== EXTRACTED INFORMATION

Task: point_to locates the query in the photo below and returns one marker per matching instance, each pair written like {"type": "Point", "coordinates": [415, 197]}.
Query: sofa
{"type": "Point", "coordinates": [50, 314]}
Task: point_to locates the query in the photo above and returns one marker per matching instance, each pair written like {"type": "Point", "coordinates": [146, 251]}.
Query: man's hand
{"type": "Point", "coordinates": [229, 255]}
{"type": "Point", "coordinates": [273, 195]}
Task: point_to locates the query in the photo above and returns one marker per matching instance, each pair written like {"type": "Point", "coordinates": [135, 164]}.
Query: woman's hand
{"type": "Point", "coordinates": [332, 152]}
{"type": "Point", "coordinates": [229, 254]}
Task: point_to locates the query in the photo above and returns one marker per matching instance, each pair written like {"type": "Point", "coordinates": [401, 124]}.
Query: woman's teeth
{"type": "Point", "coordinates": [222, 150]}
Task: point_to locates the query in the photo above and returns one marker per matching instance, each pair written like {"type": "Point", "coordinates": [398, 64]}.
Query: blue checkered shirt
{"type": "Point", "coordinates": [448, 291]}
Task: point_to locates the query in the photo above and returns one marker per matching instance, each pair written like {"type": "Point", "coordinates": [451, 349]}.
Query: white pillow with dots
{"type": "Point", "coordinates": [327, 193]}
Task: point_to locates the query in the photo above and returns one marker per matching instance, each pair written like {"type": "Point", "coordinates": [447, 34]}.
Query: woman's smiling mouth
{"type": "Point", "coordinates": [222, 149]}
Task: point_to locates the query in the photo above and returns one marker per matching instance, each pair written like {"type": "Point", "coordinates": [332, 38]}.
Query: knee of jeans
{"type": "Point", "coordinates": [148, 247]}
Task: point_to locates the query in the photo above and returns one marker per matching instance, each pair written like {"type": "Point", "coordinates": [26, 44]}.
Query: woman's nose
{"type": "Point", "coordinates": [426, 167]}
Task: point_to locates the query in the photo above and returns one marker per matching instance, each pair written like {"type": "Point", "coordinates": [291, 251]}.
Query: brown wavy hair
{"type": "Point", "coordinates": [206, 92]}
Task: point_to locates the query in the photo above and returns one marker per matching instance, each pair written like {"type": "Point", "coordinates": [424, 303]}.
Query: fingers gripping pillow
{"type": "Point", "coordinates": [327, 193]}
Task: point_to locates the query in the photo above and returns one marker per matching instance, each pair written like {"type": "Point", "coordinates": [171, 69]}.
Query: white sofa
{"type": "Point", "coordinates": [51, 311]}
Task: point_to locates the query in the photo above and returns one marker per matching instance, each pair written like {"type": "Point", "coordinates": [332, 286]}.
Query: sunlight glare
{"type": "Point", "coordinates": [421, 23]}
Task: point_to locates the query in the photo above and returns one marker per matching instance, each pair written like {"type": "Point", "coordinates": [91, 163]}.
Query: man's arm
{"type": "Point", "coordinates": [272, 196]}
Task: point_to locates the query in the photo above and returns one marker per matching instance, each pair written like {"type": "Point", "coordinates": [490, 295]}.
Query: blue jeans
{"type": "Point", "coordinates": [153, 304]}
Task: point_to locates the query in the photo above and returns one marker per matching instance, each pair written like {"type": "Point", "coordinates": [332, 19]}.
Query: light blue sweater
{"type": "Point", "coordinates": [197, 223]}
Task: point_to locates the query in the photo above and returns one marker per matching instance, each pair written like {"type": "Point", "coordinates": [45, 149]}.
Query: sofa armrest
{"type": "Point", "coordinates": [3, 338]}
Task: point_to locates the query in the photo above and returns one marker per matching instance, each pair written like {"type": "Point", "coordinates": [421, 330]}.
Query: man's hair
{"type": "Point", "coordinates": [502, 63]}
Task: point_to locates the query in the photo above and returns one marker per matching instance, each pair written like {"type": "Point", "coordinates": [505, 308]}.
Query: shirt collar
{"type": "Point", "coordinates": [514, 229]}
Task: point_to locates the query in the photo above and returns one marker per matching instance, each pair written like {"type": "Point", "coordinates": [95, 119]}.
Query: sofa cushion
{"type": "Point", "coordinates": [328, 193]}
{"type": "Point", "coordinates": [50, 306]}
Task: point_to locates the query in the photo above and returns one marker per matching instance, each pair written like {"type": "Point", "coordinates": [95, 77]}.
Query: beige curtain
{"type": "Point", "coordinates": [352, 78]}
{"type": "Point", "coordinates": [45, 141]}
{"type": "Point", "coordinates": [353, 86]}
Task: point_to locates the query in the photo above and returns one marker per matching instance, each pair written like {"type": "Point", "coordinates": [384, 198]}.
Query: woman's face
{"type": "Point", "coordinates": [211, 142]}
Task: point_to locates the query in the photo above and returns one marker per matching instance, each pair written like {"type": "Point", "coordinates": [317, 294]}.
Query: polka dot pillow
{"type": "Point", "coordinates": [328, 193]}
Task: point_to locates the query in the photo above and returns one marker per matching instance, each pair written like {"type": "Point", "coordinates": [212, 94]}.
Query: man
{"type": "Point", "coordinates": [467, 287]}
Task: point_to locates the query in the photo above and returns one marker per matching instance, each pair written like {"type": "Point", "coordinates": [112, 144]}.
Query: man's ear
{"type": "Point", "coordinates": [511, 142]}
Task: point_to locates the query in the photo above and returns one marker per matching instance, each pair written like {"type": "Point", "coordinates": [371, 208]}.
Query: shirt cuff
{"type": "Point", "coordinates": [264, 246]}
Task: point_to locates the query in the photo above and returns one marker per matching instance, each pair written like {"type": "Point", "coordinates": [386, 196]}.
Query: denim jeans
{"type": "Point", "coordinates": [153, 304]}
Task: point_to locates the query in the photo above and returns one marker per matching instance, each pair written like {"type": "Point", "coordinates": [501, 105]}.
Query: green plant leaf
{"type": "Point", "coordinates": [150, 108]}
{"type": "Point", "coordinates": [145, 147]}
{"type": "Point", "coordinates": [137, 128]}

====

All of the entries above should be written out again exactly.

Task: point_to locates the query in the photo below and returns one marker per matching instance, each pair written like {"type": "Point", "coordinates": [415, 197]}.
Query: sofa
{"type": "Point", "coordinates": [50, 314]}
Task: point_to locates the query in the photo above and returns one marker per matching instance, each pair written like {"type": "Point", "coordinates": [146, 251]}.
Query: man's hand
{"type": "Point", "coordinates": [229, 255]}
{"type": "Point", "coordinates": [273, 195]}
Task: point_to locates the query in the photo above and returns one marker per matching instance, each pair written like {"type": "Point", "coordinates": [135, 164]}.
Query: woman's hand
{"type": "Point", "coordinates": [332, 152]}
{"type": "Point", "coordinates": [229, 254]}
Task: point_to locates the query in the photo above and returns one marker per matching instance, each pair written like {"type": "Point", "coordinates": [401, 124]}.
Query: woman's teeth
{"type": "Point", "coordinates": [222, 150]}
Task: point_to locates the query in the photo above and returns one marker per matching instance, each pair written like {"type": "Point", "coordinates": [398, 64]}.
Query: blue checkered shirt
{"type": "Point", "coordinates": [448, 291]}
Task: point_to locates the query in the photo above and returns one marker per matching instance, each pair written like {"type": "Point", "coordinates": [451, 349]}.
Query: white pillow with dots
{"type": "Point", "coordinates": [327, 193]}
Task: point_to locates the query in the photo above and returns one marker per matching instance, each pair written like {"type": "Point", "coordinates": [447, 34]}.
Query: woman's smiling mouth
{"type": "Point", "coordinates": [222, 149]}
Task: point_to locates the query in the photo above and returns one marker per matching instance, each pair written like {"type": "Point", "coordinates": [332, 38]}.
Query: knee of jeans
{"type": "Point", "coordinates": [148, 247]}
Task: point_to locates the query in the photo above and returns one marker per matching instance, each pair written like {"type": "Point", "coordinates": [26, 44]}.
Query: woman's nose
{"type": "Point", "coordinates": [426, 167]}
Task: point_to locates the query in the photo above and returns one marker per matching instance, each pair written like {"type": "Point", "coordinates": [291, 251]}.
Query: brown wavy hair
{"type": "Point", "coordinates": [206, 92]}
Task: point_to locates the query in the photo above and returns one marker per matching instance, each pair written like {"type": "Point", "coordinates": [424, 303]}.
Query: fingers gripping pillow
{"type": "Point", "coordinates": [327, 193]}
Task: point_to locates the query in the photo above and returns one marker per matching instance, each pair written like {"type": "Point", "coordinates": [171, 69]}.
Query: white sofa
{"type": "Point", "coordinates": [51, 311]}
Task: point_to locates the query in the photo above and returns one marker per matching instance, each pair written like {"type": "Point", "coordinates": [332, 286]}.
Query: sunlight glare
{"type": "Point", "coordinates": [421, 23]}
Task: point_to locates the query in the photo above and returns one marker per matching instance, each pair written like {"type": "Point", "coordinates": [91, 163]}.
Query: man's arm
{"type": "Point", "coordinates": [272, 196]}
Task: point_to locates the query in the photo above and returns one marker per matching instance, each pair written like {"type": "Point", "coordinates": [490, 295]}.
Query: blue jeans
{"type": "Point", "coordinates": [153, 304]}
Task: point_to locates the query in the photo above and returns one marker per matching instance, each pair written like {"type": "Point", "coordinates": [332, 19]}.
Query: light blue sweater
{"type": "Point", "coordinates": [197, 223]}
Task: point_to locates the query in the photo above and returns one marker per matching instance, each pair written like {"type": "Point", "coordinates": [45, 149]}.
Query: sofa armrest
{"type": "Point", "coordinates": [3, 338]}
Task: point_to locates the query in the photo above and returns one marker per matching instance, each pair written like {"type": "Point", "coordinates": [421, 330]}.
Query: man's hair
{"type": "Point", "coordinates": [502, 63]}
Task: point_to locates the query in the photo above and returns one marker per matching instance, each pair written like {"type": "Point", "coordinates": [505, 308]}.
Query: shirt collar
{"type": "Point", "coordinates": [514, 229]}
Task: point_to locates the query in the photo above and returns one marker per matching instance, each pair written like {"type": "Point", "coordinates": [95, 119]}.
Query: sofa cushion
{"type": "Point", "coordinates": [328, 193]}
{"type": "Point", "coordinates": [50, 306]}
Task: point_to locates the query in the photo above and returns one marker per matching instance, each pair written like {"type": "Point", "coordinates": [95, 77]}.
Query: beige curtain
{"type": "Point", "coordinates": [352, 78]}
{"type": "Point", "coordinates": [45, 141]}
{"type": "Point", "coordinates": [353, 86]}
Task: point_to locates the query in the photo above and returns one marker per matching instance, each pair written like {"type": "Point", "coordinates": [384, 198]}.
Query: woman's face
{"type": "Point", "coordinates": [211, 142]}
Task: point_to locates the query in the photo above and returns one marker per matching instance, each pair written like {"type": "Point", "coordinates": [317, 294]}.
Query: polka dot pillow
{"type": "Point", "coordinates": [328, 193]}
Task: point_to locates the query in the photo above and returns one marker per matching instance, each pair written like {"type": "Point", "coordinates": [212, 94]}.
Query: man
{"type": "Point", "coordinates": [467, 287]}
Task: point_to locates the query in the photo above and returns one marker per matching instance, each pair written like {"type": "Point", "coordinates": [112, 144]}.
Query: man's ear
{"type": "Point", "coordinates": [511, 142]}
Task: point_to locates the query in the photo above and returns one marker per matching instance, each pair written like {"type": "Point", "coordinates": [371, 208]}.
Query: shirt cuff
{"type": "Point", "coordinates": [264, 246]}
Task: point_to locates the query in the photo above and returns one marker per matching instance, each pair written like {"type": "Point", "coordinates": [386, 196]}.
Query: denim jeans
{"type": "Point", "coordinates": [153, 304]}
Task: point_to locates the query in the photo above and returns one marker per matching instance, each pair written like {"type": "Point", "coordinates": [501, 105]}.
Query: green plant leaf
{"type": "Point", "coordinates": [150, 108]}
{"type": "Point", "coordinates": [145, 147]}
{"type": "Point", "coordinates": [137, 128]}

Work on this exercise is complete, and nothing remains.